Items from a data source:
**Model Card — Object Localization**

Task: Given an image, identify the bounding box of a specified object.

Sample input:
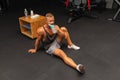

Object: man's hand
[28,49,37,54]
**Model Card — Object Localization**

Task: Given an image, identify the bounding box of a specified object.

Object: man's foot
[68,44,80,50]
[77,64,85,74]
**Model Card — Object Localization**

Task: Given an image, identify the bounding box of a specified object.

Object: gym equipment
[65,0,97,23]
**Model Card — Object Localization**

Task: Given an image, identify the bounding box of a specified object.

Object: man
[28,13,85,73]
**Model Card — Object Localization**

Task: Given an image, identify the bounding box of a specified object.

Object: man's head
[45,13,55,24]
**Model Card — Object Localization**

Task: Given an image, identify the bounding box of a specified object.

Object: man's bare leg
[53,48,85,73]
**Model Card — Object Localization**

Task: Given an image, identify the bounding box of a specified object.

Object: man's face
[47,17,55,24]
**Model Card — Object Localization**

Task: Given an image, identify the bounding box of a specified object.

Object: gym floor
[0,0,120,80]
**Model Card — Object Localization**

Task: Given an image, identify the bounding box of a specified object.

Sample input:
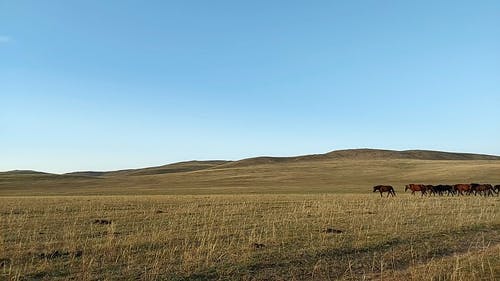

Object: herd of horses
[373,183,500,197]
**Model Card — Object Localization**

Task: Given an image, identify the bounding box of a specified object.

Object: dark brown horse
[373,185,396,197]
[453,183,472,196]
[493,184,500,196]
[471,183,494,196]
[405,183,427,196]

__Instruction__:
Rewrite all of the material above, replacing "bounding box" with "enclosing rectangle" and leaving everything else unchanged. Omit the pictures from your answer.

__Response__:
**Model Card — Object Localization**

Task: Given an image, identify the enclosing rectangle of a specified object.

Sample input:

Object: man's hand
[28,49,37,54]
**Model Card — Object Localization**

Task: Given an image, identify the enclosing rectangle of a specified object.

Object: man's foot
[68,44,80,50]
[77,64,85,74]
**Model Card — Object Localization**

Task: Given an image, identify the enclosing rectangle of a specified object.

Object: gym equipment
[65,0,97,23]
**Model Card — Object Localization**

Task: Given an image, identify the enclosing rectangle of a specified object.

Object: man
[28,13,85,73]
**Model Card — Object Localization**

Task: Given an image, identify the enclosing rectangle of a specified object.

Object: man's head
[45,13,55,24]
**Model Card — Object Localization**

Task: Given an image, identify the enclosing rectangle of a specified object.

Object: man's bare leg
[53,48,85,73]
**Model Card — Object Localization**

Task: Given an image, identify the enclosing rectangle of a specified object.

Object: man's face
[47,17,55,24]
**Model Card — Object Localization**

Task: Given an image, identify the enclosing rectangle of a specified object.

Object: gym floor
[0,0,120,80]
**Model Card — Object Localization**

Task: Given an image, identify the enclosing rectangle of a specified object.

Sample input:

Object: herd of horses
[373,183,500,197]
**Model Card — Object Localization**

Task: Given an image, identify the enclosing rectangle of a specified object.

Object: dark brown horse
[373,185,396,197]
[453,183,472,196]
[493,184,500,196]
[471,183,494,196]
[405,183,427,196]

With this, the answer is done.